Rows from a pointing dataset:
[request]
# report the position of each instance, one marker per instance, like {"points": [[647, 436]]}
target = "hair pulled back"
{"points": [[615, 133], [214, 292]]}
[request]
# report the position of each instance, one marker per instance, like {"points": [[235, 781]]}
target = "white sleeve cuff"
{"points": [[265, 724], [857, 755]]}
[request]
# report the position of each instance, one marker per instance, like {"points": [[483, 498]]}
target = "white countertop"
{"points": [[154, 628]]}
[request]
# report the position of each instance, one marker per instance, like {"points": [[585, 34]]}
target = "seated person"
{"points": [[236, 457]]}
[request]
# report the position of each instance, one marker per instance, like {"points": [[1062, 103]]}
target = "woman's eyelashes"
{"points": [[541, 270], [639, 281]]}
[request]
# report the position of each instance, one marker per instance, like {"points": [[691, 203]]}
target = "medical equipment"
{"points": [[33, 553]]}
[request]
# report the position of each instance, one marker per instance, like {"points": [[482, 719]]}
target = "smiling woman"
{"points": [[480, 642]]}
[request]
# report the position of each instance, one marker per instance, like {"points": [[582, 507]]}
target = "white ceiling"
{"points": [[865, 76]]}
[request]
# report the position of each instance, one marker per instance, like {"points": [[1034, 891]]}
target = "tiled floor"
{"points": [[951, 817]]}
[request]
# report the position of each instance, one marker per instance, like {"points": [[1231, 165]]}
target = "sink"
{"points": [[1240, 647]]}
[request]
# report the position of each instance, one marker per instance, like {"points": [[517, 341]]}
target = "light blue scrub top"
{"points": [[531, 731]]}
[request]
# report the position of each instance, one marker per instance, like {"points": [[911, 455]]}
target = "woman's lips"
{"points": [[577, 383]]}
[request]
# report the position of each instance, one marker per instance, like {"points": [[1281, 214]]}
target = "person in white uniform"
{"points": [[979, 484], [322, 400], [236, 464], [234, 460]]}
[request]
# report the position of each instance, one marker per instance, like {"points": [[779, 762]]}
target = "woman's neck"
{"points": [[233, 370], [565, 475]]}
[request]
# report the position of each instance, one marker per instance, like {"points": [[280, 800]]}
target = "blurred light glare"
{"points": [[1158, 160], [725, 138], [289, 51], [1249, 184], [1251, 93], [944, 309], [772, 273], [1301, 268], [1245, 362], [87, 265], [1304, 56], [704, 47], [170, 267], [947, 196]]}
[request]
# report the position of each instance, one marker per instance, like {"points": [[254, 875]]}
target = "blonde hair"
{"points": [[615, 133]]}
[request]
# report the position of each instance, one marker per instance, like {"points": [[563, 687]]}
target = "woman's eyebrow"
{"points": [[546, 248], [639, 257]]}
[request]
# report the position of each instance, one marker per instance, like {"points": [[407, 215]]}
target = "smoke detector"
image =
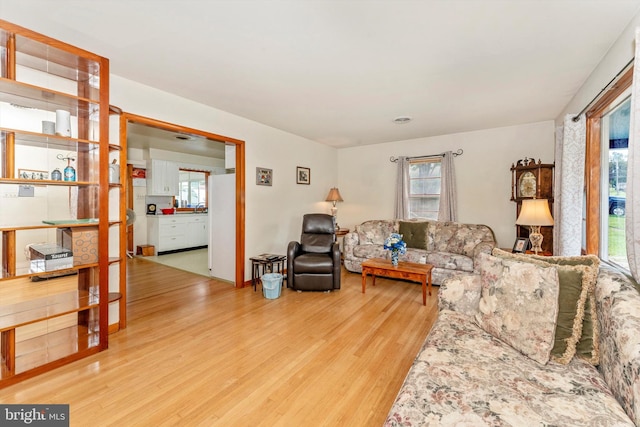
{"points": [[402, 120]]}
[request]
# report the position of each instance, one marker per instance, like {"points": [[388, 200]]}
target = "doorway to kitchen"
{"points": [[148, 138]]}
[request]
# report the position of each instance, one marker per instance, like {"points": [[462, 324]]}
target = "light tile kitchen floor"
{"points": [[195, 261]]}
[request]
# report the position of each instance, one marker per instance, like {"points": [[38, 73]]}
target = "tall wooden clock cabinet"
{"points": [[533, 180]]}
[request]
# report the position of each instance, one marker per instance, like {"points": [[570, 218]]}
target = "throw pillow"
{"points": [[519, 304], [414, 233], [574, 281], [587, 346]]}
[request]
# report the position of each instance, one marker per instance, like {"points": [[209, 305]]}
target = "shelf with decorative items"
{"points": [[533, 180], [118, 224], [53, 227]]}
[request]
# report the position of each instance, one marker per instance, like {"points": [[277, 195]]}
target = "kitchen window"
{"points": [[192, 189]]}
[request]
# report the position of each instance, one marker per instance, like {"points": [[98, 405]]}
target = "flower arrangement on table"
{"points": [[396, 245]]}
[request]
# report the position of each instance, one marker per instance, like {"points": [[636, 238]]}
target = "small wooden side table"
{"points": [[405, 270], [269, 264]]}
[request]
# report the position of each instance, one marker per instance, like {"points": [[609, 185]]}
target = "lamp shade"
{"points": [[535, 212], [334, 196]]}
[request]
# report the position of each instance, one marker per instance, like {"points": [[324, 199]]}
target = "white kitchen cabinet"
{"points": [[197, 234], [162, 178], [177, 232]]}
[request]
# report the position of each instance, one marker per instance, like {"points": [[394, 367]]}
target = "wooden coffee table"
{"points": [[405, 270]]}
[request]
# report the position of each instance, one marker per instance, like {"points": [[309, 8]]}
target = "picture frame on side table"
{"points": [[521, 245], [303, 175], [264, 176]]}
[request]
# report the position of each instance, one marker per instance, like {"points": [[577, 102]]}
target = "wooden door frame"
{"points": [[592, 165], [126, 118]]}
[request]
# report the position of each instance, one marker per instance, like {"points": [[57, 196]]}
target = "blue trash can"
{"points": [[271, 285]]}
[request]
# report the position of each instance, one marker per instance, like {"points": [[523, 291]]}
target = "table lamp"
{"points": [[535, 213], [334, 196]]}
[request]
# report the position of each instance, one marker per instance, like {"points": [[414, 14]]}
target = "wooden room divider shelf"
{"points": [[63, 316]]}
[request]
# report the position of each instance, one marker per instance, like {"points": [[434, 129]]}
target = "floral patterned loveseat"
{"points": [[450, 247], [465, 375]]}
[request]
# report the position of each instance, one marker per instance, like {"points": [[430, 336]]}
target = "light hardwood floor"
{"points": [[198, 352]]}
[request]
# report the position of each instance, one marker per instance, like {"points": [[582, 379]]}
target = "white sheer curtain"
{"points": [[401, 210], [632, 214], [569, 186], [448, 210]]}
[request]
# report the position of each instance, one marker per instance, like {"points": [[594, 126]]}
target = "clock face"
{"points": [[527, 185]]}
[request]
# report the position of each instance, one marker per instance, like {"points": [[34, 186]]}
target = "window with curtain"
{"points": [[424, 188], [614, 141]]}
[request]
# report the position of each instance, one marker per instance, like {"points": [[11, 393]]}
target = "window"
{"points": [[614, 150], [605, 178], [424, 188], [192, 189]]}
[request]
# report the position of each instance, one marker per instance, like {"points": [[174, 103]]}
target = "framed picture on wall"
{"points": [[264, 176], [303, 175], [521, 245]]}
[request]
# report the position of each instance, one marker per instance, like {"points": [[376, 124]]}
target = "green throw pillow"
{"points": [[575, 333], [588, 347], [414, 233]]}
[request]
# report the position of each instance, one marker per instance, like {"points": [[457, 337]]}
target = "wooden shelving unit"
{"points": [[54, 316]]}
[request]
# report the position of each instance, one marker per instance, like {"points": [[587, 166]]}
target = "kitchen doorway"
{"points": [[139, 133]]}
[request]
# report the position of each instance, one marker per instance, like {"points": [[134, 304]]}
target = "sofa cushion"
{"points": [[450, 261], [414, 233], [444, 236], [374, 232], [463, 376], [576, 284], [519, 304], [586, 267]]}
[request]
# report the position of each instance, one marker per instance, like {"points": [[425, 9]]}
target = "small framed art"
{"points": [[521, 245], [303, 175], [33, 174], [264, 176]]}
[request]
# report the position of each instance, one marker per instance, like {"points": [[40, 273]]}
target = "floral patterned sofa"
{"points": [[465, 375], [449, 246]]}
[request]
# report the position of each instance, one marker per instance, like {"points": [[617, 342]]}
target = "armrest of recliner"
{"points": [[293, 250], [337, 264]]}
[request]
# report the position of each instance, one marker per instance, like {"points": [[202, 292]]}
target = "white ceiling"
{"points": [[339, 72]]}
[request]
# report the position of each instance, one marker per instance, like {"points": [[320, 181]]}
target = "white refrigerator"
{"points": [[222, 226]]}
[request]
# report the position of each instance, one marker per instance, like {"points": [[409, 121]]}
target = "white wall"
{"points": [[620, 53], [367, 177], [273, 214]]}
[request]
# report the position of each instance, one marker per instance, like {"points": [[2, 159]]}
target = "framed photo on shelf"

The problem. Each record above must be returned exactly as written, with its pictures omitted.

Task output.
[request]
# report the position of each instance, one marker per instance, like {"points": [[647, 436]]}
target = "hair pulled back"
{"points": [[615, 133], [214, 292]]}
[request]
# report the position of each instance, one marker per instance, like {"points": [[235, 781]]}
target = "white sleeve cuff"
{"points": [[265, 724], [857, 755]]}
[request]
# report the position of each instance, one marker per instance, like {"points": [[483, 498]]}
target = "white countertop"
{"points": [[154, 628]]}
[request]
# report the position of each instance, one marker per instance, like {"points": [[585, 34]]}
target = "seated person"
{"points": [[236, 457]]}
[request]
# report the position of each instance, one marker per instance, like {"points": [[1062, 103]]}
target = "woman's eyelashes"
{"points": [[541, 270], [639, 281]]}
[request]
# report the position of each instance, one marker per instance, like {"points": [[691, 203]]}
target = "medical equipment"
{"points": [[33, 553]]}
[request]
# report the position of each instance, one marker per instance, like {"points": [[482, 719]]}
target = "smiling woman"
{"points": [[480, 642]]}
[request]
# report the position of each instance, one marker per instance, like {"points": [[582, 507]]}
target = "white ceiling"
{"points": [[865, 76]]}
[request]
# report the position of each instance, one marker per instance, like {"points": [[1034, 891]]}
target = "tiled floor"
{"points": [[951, 817]]}
[request]
# report the position of each instance, one marker per instance, like {"points": [[1231, 165]]}
target = "sink"
{"points": [[1240, 647]]}
[request]
# report the position of each instance, one marker per instance, like {"points": [[517, 341]]}
target = "light blue scrub top"
{"points": [[531, 731]]}
[request]
# report the position of each instance, one marker per instance, like {"points": [[911, 455]]}
target = "woman's lips"
{"points": [[577, 383]]}
[request]
# report the position of each instance, one marker per instance, like {"points": [[1281, 214]]}
target = "person in white uniform"
{"points": [[979, 484], [322, 400], [236, 464], [234, 460]]}
[request]
# report the position of each instance, one marker per instance, like {"points": [[779, 762]]}
target = "woman's neck"
{"points": [[233, 370], [565, 475]]}
[request]
# report the position of each instance, one marker per instance, like {"points": [[280, 800]]}
target = "blurred light glare"
{"points": [[1158, 160], [725, 138], [289, 51], [1249, 184], [1251, 93], [944, 309], [772, 273], [1301, 268], [1245, 362], [87, 265], [1304, 56], [704, 47], [170, 267], [947, 196]]}
[request]
# report the position of each instance, one marker per instance, like {"points": [[254, 875]]}
target = "blonde hair"
{"points": [[615, 133]]}
[request]
# report the position of each instance, one marker per instance, like {"points": [[563, 687]]}
target = "woman's eyebrow"
{"points": [[546, 248], [639, 257]]}
[request]
# report the position of each instance, one marker per instance, like {"points": [[407, 215]]}
target = "smoke detector"
image =
{"points": [[402, 120]]}
[request]
# report the position of each instance, one marker per instance, like {"points": [[388, 200]]}
target = "doorway to kitchen"
{"points": [[148, 138]]}
[request]
# report the position of each instance, one marker per instance, like {"points": [[462, 324]]}
target = "light tile kitchen floor"
{"points": [[195, 261]]}
[request]
# report the position of each instance, one marker per instance, like {"points": [[38, 73]]}
target = "tall wooden clock cabinet"
{"points": [[533, 180]]}
[request]
# report the position of each instance, one marker per instance, like {"points": [[570, 218]]}
target = "throw pillow"
{"points": [[519, 304], [414, 233], [574, 281], [587, 346]]}
[request]
# report the position of each instance, one marker per instance, like {"points": [[209, 305]]}
target = "shelf with decorative items"
{"points": [[533, 180], [118, 224], [53, 227]]}
[request]
# report the position of each instance, one marker per instance, like {"points": [[277, 195]]}
target = "kitchen window"
{"points": [[192, 189]]}
[request]
# report the position of each instance, one marker per instance, like {"points": [[98, 405]]}
target = "flower arrangement on table"
{"points": [[396, 245]]}
[request]
# report the position of each instance, one marker per instance, like {"points": [[636, 238]]}
target = "small wooden side table"
{"points": [[405, 270], [269, 264]]}
[request]
# report the position of each instance, one marker per instance, like {"points": [[609, 185]]}
target = "lamp shade"
{"points": [[535, 212], [334, 196]]}
[request]
# report the position of each instance, one marker per instance, like {"points": [[324, 199]]}
target = "white kitchen cabinet"
{"points": [[197, 234], [162, 178], [177, 232]]}
[request]
# report the position of each instance, one marker per instance, like {"points": [[394, 367]]}
target = "wooden coffee table"
{"points": [[405, 270]]}
[request]
# report the position of each instance, one marker per instance, like {"points": [[309, 8]]}
target = "picture frame on side table"
{"points": [[521, 245], [303, 175], [264, 176]]}
[request]
# report the position of each instance, one marker per instance, like {"points": [[577, 102]]}
target = "wooden door frame"
{"points": [[592, 165], [126, 118]]}
[request]
# report the position of each instance, one marker per instance, like {"points": [[57, 196]]}
target = "blue trash can"
{"points": [[271, 285]]}
[request]
# report the position of each instance, one marker per instance, like {"points": [[523, 291]]}
target = "table lamp"
{"points": [[535, 213], [334, 196]]}
[request]
# report the position of each instance, one marker per instance, like {"points": [[414, 14]]}
target = "wooden room divider shelf"
{"points": [[63, 316]]}
[request]
# report the position of each instance, one marker per instance, like {"points": [[434, 129]]}
target = "floral patterned loveseat"
{"points": [[450, 247], [465, 375]]}
[request]
# report the position of each instance, one marker per instance, like {"points": [[430, 336]]}
target = "light hardwood floor"
{"points": [[198, 352]]}
[request]
# report the position of each instance, one marker per instance, like {"points": [[582, 379]]}
target = "white sheer curtain"
{"points": [[401, 210], [632, 214], [569, 186], [448, 210]]}
[request]
# report the position of each instance, one marker per instance, like {"points": [[594, 126]]}
target = "clock face"
{"points": [[527, 185]]}
[request]
# report the position of each instance, one marker per instance, like {"points": [[34, 186]]}
target = "window with curtain"
{"points": [[424, 188], [614, 141]]}
[request]
# report the position of each instance, one marker per instance, like {"points": [[11, 393]]}
target = "window"
{"points": [[614, 150], [605, 178], [424, 188], [192, 189]]}
[request]
# report the position of each instance, one marker per instance, like {"points": [[174, 103]]}
target = "framed picture on wall"
{"points": [[264, 176], [303, 175], [521, 245]]}
[request]
# report the position of each instance, one marker per instance, like {"points": [[376, 124]]}
target = "green throw pillow"
{"points": [[575, 333], [588, 347], [414, 233]]}
[request]
# report the position of each instance, one marker per instance, like {"points": [[457, 337]]}
target = "wooden shelving unit"
{"points": [[54, 316]]}
[request]
# report the position of each instance, one marker per instance, like {"points": [[587, 166]]}
target = "kitchen doorway"
{"points": [[139, 133]]}
[request]
# report the position of each instance, one marker per instance, like {"points": [[134, 304]]}
target = "sofa cushion"
{"points": [[450, 261], [414, 233], [444, 236], [374, 232], [463, 376], [576, 284], [519, 304], [586, 267]]}
[request]
# report the position of each instance, one marker per instance, like {"points": [[425, 9]]}
target = "small framed art"
{"points": [[521, 245], [303, 175], [33, 174], [264, 176]]}
[request]
# report the position of each instance, one marker per instance, like {"points": [[40, 273]]}
target = "floral patterned sofa"
{"points": [[465, 375], [449, 246]]}
[request]
# report the position of each instance, one marker per instance, like {"points": [[617, 342]]}
target = "armrest of recliner"
{"points": [[293, 250], [337, 264]]}
[request]
# report the position of each instance, one marker per instance, like {"points": [[202, 292]]}
target = "white ceiling"
{"points": [[339, 72]]}
[request]
# report the position of each instance, one marker per instance, like {"points": [[320, 181]]}
target = "white refrigerator"
{"points": [[222, 226]]}
[request]
# report the position of each instance, one marker per instance, like {"points": [[409, 121]]}
target = "white wall"
{"points": [[620, 53], [367, 177], [273, 214]]}
[request]
# report the position of each instance, one marker per instance, like {"points": [[2, 159]]}
target = "framed photo on shelf"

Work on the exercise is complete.